Could you copy out, word for word, the data below from the line with "the man's hand" to the line with "the fishing vest", including both of those lines?

■ MATERIAL FOR THIS EXERCISE
* * *

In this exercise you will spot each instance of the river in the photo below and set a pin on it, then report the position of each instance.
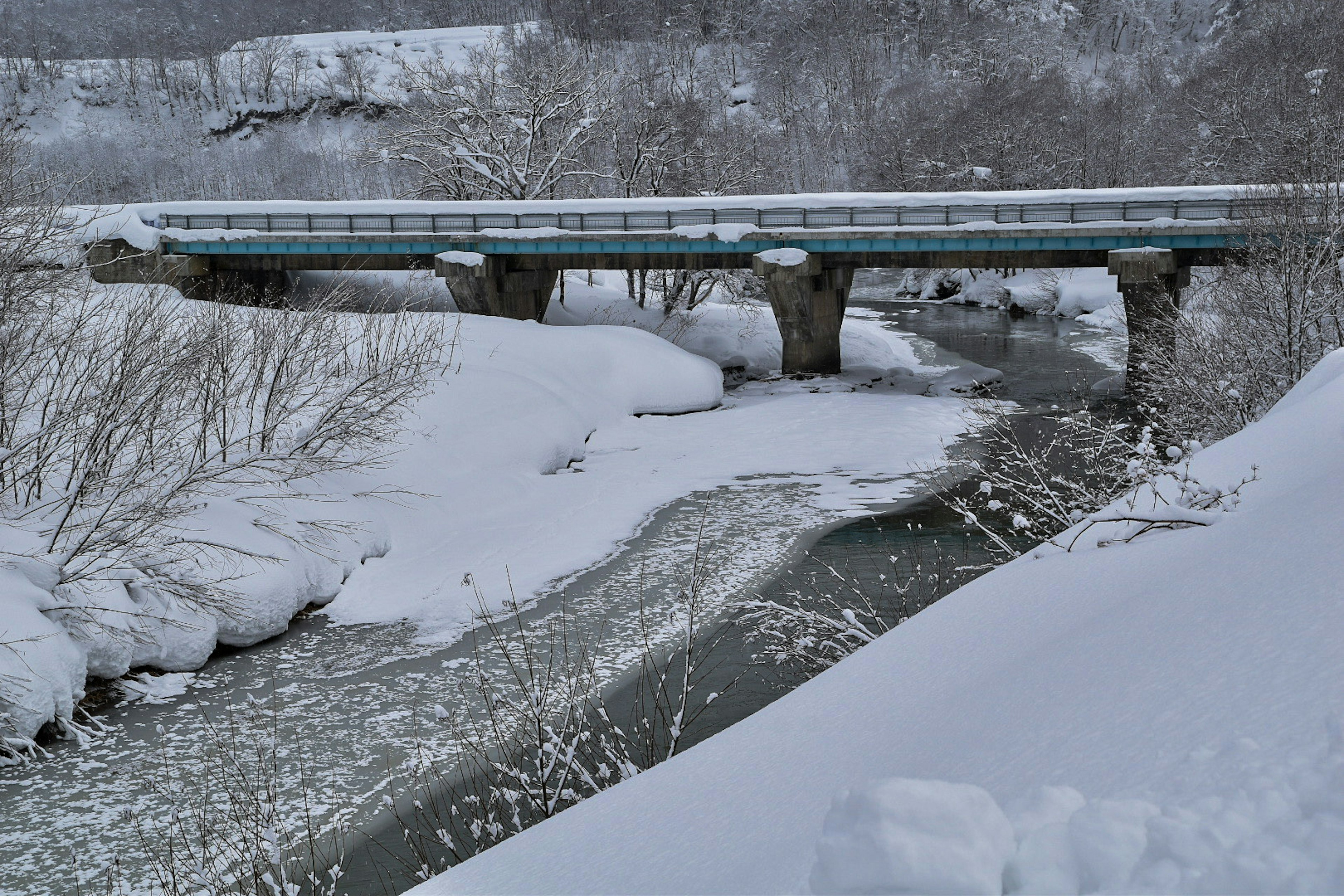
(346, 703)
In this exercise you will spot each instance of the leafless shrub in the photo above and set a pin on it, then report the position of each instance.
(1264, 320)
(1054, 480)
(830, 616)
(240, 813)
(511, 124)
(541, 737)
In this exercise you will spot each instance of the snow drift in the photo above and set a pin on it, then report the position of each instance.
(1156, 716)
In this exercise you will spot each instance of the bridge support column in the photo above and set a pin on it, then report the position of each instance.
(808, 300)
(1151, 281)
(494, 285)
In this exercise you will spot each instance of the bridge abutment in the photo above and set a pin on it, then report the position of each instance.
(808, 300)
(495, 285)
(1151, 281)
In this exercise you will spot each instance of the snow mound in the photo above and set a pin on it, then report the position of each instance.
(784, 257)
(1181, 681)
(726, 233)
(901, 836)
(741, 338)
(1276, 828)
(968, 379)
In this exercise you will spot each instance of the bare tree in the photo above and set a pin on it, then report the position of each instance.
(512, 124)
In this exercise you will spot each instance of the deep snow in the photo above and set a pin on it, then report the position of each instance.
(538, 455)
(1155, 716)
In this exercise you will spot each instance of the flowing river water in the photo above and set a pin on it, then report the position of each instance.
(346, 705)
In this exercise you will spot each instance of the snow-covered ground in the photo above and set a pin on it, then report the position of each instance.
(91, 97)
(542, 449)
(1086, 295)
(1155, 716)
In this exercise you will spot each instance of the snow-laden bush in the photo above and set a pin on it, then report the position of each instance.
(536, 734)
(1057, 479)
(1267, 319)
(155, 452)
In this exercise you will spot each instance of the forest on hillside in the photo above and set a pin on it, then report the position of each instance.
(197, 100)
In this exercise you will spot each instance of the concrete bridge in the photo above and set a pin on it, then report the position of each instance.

* * *

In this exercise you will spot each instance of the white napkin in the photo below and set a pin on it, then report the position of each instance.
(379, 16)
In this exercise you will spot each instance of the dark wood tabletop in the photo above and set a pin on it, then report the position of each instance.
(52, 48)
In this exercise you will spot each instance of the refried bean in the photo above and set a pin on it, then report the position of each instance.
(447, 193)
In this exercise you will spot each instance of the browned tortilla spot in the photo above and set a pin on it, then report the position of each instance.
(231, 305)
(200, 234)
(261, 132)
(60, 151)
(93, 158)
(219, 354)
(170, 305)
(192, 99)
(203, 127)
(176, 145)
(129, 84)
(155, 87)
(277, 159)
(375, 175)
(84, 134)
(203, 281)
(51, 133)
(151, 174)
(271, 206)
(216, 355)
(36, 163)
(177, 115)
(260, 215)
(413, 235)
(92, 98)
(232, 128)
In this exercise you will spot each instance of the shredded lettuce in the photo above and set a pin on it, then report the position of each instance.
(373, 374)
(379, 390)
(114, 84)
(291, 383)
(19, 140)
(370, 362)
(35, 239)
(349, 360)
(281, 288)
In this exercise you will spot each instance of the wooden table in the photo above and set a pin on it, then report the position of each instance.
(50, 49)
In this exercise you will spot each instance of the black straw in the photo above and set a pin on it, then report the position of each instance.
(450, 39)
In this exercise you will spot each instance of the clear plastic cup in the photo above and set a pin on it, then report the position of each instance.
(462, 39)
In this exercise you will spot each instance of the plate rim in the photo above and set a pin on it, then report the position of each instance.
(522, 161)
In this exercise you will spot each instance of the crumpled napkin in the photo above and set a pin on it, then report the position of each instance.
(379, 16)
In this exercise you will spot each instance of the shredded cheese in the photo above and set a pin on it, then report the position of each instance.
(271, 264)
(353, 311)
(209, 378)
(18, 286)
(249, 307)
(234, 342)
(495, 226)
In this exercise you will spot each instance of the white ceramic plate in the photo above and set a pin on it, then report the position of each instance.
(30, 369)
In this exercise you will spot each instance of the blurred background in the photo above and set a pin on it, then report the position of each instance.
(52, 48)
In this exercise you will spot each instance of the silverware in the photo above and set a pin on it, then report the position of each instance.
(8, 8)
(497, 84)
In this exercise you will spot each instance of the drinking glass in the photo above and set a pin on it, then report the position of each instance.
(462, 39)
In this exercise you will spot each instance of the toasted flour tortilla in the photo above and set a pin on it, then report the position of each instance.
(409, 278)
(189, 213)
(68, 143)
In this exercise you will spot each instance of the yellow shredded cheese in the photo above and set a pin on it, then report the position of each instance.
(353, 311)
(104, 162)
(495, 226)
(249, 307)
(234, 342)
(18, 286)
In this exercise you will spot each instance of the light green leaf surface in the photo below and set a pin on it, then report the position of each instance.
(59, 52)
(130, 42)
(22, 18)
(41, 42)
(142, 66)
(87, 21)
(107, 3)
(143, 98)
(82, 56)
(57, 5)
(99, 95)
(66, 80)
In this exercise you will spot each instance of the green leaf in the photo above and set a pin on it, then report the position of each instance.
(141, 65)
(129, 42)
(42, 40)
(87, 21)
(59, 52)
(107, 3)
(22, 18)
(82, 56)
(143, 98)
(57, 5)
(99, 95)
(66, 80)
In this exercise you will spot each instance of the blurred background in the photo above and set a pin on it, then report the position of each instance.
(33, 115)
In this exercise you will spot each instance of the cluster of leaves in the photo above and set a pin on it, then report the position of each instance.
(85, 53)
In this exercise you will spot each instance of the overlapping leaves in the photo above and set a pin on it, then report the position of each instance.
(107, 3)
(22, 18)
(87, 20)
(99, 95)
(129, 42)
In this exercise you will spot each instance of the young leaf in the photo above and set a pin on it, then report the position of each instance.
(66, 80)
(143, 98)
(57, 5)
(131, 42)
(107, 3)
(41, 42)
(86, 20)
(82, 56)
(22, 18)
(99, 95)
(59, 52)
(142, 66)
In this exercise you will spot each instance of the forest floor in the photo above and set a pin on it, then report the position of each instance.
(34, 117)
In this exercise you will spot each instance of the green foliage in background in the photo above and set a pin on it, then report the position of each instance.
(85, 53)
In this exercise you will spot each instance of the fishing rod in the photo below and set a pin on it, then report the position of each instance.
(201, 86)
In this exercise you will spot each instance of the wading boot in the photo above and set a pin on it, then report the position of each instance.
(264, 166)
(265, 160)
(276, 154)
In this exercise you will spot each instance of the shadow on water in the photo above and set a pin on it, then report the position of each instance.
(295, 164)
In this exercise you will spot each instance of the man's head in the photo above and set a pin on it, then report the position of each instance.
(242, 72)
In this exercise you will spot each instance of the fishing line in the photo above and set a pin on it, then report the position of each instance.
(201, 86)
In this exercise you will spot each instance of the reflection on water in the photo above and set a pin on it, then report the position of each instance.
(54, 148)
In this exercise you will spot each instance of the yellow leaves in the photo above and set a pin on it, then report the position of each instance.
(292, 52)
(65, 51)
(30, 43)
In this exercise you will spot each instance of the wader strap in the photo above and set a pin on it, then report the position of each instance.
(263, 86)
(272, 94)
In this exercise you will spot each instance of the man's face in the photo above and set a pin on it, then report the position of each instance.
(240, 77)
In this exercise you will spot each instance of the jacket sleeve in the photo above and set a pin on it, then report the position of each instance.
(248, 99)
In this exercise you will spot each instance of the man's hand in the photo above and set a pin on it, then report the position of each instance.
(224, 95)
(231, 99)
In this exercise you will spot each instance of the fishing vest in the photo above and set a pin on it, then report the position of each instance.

* * *

■ EXERCISE RESPONSE
In this exercise you will spot each instance of the man's hand in the photo above and set a pin on it, then report the position of each instance.
(224, 95)
(231, 99)
In this exercise you will spot each instance of the fishing vest in the photo above and set a pin on it, then report the position of each instance.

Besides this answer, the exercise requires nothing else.